- [Consegna]: Prosegui il brano sulla casa popolare ad Altopascio a partire dalla frase che segue l'ultima riportata.

- [Brano]:
Italiano e disabile: vince graduatoria per la casa popolare, ma si vede superare da una famiglia di tunisini

di Andrea Piccolo –  www.lagazzettadilucca.it

Vergogna nel comune amministrato dal sindaco Sara D’Ambrosio e da mister Gucci-Remaschi: un disabile si piazza quarto in classifica, ha diritto alla casa, ma la famiglia maghrebina, più numerosa, si prende la ‘sua’ casa nonostante il punteggio più basso. Eccola l’Italia che si svende allo straniero. Pubblichiamo la lettera, accorata, un appello vero e proprio al quale l’amministrazione Pd che dovrebbe essere vicina agli italiani, al contrario si schiera con extracomunitari, maghrebini e assegna loro case popolari solo per il fatto di avere famiglie numerose. Via alla sostituzione etnica. Pubblichiamo la lettera di Andrea Piccolo, con questa commovente premessa dello stesso firmatario della missiva:

Buonasera,

Mi chiamo Andrea Piccolo ho 35 anni e vivo ad Altopascio.

- [Dati forniti]:
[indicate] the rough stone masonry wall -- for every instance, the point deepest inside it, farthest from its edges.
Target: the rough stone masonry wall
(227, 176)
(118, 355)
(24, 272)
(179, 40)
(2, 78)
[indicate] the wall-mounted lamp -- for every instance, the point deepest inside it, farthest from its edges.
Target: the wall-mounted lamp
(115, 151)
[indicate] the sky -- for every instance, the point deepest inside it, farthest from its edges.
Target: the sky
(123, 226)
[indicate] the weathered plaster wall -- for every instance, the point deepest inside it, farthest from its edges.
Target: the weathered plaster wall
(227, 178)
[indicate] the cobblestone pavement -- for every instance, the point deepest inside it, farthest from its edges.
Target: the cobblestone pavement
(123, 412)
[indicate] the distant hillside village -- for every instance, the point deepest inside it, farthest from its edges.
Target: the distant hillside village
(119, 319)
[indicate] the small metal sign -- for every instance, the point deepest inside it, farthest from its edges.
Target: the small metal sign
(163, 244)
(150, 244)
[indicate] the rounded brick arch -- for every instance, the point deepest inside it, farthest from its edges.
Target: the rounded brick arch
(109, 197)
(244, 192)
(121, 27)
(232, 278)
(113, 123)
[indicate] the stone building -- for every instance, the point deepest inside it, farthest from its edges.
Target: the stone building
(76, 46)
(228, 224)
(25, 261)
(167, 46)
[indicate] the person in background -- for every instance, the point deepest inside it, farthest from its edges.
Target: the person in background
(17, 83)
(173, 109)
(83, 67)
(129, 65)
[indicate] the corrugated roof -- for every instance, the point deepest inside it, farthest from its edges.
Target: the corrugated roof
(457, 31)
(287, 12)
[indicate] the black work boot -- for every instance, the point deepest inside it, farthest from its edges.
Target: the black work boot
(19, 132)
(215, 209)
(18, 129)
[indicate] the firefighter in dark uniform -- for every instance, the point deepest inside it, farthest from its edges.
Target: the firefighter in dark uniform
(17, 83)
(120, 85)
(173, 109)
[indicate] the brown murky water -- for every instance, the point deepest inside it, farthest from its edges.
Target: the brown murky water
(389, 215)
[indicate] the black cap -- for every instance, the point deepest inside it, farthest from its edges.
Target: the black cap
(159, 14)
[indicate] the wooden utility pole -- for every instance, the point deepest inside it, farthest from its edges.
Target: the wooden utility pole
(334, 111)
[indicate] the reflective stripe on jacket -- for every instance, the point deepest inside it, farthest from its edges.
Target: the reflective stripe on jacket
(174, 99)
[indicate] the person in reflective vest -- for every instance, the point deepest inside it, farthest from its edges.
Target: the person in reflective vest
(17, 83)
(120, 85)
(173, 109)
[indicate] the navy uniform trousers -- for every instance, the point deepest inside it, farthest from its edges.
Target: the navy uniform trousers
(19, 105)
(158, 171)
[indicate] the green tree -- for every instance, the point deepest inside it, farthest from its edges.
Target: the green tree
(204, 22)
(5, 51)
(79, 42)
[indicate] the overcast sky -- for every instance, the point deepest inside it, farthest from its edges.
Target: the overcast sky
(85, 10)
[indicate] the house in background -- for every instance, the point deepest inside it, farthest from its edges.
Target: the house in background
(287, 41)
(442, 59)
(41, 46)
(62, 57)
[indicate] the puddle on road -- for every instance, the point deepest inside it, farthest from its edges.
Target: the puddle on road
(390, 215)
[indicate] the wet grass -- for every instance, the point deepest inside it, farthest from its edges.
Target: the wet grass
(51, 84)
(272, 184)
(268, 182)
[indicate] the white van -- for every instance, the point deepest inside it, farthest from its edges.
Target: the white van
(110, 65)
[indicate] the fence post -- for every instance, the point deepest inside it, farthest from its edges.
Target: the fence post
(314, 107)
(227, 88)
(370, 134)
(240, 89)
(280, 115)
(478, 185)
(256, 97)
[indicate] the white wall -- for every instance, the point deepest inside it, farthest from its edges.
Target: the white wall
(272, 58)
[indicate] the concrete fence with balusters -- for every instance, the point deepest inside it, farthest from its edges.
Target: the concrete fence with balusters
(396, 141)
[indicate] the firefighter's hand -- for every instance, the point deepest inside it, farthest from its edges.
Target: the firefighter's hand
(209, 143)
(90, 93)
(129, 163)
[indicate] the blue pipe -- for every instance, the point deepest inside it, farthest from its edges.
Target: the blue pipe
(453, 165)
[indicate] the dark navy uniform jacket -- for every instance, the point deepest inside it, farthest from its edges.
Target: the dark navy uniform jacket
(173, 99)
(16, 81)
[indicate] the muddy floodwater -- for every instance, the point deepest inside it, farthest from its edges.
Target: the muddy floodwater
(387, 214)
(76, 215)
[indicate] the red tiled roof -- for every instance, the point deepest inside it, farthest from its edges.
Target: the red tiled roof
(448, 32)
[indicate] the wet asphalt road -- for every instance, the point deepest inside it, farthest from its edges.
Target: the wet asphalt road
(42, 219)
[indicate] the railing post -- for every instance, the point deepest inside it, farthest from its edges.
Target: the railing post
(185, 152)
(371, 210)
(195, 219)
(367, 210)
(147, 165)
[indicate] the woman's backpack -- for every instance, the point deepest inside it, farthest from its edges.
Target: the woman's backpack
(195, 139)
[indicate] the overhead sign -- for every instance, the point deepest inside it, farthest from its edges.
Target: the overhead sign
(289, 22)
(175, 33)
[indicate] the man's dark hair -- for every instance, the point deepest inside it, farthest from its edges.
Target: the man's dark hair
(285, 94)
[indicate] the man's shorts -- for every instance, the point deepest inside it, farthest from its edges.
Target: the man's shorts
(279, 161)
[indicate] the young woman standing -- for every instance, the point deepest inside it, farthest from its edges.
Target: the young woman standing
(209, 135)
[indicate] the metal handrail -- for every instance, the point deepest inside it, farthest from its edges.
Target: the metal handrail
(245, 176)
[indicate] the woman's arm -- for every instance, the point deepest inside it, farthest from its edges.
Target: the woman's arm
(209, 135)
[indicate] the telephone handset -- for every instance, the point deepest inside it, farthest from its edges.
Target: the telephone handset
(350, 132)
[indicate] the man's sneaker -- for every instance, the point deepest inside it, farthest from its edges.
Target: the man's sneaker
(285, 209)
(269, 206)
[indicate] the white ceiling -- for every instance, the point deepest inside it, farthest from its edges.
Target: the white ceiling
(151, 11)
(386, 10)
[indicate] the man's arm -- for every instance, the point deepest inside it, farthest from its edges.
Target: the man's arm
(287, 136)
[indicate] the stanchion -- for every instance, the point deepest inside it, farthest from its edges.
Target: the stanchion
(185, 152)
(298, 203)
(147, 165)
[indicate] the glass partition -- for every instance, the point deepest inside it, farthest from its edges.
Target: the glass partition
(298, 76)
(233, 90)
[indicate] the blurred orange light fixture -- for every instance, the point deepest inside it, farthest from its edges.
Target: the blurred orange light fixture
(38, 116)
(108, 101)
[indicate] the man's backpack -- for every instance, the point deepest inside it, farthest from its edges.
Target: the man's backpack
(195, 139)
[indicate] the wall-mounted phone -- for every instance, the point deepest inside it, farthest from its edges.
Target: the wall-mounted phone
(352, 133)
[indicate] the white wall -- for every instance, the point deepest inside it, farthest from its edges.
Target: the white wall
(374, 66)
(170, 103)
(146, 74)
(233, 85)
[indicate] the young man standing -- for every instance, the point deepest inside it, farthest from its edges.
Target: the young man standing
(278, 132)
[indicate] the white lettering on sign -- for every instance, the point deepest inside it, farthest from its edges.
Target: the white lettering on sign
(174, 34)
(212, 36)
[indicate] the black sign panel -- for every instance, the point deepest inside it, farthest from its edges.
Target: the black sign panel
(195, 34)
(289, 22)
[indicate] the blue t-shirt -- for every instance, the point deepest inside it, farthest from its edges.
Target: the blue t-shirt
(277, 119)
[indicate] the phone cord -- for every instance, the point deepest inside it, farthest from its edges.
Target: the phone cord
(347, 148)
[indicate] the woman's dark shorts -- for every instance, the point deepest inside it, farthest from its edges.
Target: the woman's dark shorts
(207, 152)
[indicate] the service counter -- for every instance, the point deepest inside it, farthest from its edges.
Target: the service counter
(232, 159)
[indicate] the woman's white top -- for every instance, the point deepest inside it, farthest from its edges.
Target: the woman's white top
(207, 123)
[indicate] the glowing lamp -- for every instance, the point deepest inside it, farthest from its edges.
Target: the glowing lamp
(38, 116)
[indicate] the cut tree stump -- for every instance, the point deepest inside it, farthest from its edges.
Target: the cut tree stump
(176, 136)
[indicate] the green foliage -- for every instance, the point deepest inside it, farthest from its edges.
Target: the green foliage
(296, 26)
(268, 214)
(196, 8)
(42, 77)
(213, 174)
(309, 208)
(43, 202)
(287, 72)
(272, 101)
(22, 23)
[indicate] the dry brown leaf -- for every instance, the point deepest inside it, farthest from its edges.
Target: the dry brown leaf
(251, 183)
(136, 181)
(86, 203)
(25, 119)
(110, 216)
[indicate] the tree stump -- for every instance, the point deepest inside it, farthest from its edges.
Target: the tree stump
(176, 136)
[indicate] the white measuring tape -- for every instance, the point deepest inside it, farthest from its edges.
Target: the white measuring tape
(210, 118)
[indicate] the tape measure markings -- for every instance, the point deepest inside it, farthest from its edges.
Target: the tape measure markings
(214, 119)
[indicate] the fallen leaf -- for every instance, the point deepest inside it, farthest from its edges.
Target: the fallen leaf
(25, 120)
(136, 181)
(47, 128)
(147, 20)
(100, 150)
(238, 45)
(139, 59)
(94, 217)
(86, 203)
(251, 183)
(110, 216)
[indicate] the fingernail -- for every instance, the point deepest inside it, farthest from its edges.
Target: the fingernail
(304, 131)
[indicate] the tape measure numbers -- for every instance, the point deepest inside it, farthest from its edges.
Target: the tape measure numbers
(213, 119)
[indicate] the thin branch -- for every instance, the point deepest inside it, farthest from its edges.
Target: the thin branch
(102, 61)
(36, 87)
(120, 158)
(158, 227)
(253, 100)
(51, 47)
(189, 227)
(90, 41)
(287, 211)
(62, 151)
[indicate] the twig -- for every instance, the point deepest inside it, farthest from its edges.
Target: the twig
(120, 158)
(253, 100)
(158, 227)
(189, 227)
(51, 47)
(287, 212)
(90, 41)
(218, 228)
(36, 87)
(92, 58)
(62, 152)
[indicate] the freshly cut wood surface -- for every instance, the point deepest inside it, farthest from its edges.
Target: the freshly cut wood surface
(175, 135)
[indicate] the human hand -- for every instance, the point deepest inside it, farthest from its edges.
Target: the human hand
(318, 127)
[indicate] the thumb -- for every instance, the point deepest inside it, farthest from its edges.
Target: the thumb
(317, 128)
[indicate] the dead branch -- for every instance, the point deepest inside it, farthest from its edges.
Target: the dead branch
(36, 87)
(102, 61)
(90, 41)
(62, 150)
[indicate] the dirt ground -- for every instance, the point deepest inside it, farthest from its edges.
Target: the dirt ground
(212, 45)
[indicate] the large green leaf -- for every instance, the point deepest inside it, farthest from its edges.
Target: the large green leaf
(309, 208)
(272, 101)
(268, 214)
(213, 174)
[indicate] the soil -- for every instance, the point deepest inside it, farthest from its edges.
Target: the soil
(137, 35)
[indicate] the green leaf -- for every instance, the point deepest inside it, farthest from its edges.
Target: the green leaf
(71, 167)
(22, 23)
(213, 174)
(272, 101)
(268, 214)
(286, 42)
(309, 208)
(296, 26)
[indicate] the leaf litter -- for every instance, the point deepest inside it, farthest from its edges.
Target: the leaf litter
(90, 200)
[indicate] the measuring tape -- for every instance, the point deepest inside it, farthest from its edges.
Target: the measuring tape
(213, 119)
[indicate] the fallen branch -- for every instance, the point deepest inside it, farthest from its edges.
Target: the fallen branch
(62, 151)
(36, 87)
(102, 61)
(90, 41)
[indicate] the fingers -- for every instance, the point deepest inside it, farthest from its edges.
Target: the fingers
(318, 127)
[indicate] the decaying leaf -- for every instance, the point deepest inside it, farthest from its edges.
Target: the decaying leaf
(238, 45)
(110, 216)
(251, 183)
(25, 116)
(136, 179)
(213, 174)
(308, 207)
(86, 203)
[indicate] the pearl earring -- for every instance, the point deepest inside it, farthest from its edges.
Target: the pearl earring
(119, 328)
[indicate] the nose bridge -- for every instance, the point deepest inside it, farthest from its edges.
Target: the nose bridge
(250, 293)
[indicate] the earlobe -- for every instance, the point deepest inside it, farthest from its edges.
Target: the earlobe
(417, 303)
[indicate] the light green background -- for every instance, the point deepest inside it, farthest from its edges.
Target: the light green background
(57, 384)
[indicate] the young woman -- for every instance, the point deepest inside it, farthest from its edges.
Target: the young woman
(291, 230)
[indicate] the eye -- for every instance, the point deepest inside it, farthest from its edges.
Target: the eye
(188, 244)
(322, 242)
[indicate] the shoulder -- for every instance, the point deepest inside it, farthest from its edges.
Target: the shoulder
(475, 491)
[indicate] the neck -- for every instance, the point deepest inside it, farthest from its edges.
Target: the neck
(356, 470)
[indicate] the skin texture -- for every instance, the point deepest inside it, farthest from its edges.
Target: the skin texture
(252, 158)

- [Risposta]:
Sono un non vedente da diversi anni ed ho anche altri problemi di salute non semplici da affrontare… Come se non bastasse quello di non poter vedere! Mi rivolgo alla vostra cortese redazione per lanciare l’ appello contenuto nel documento allegato alla presente. Mi trovo in difficoltà e per me le porte sono sempre sbarrate o, quanto meno, le risposte sono sempre evasive… Credo che questo appello pubblico possa rappresentare per me l’ultima possibilità.

“Mi chiamo Andrea Piccolo, ho trentacinque anni, abito ad Altopascio, e mi trovo costretto a denunciare pubblicamente la mia situazione: sono un non vedente da diversi anni, oltre ad avere altri problemi di salute che mi comportano ulteriori spese di cura in visite specialistiche, farmaci e dispositivi medici. Devo poi pagare l’affitto di 500 euro al mese, tutte le bollette delle varie utenze, mangiare e, insomma, sopravvivere. Sommando la pensione di invalidità e l’indennità di accompagnamento percepisco 1100 euro che, quasi sempre, nonostante i miei sforzi e l’aiuto di amici e parenti, non mi sono sufficienti ad arrivare a fine mese. Ho un Isee (indicatore situazione economica equivalente) pari a zero.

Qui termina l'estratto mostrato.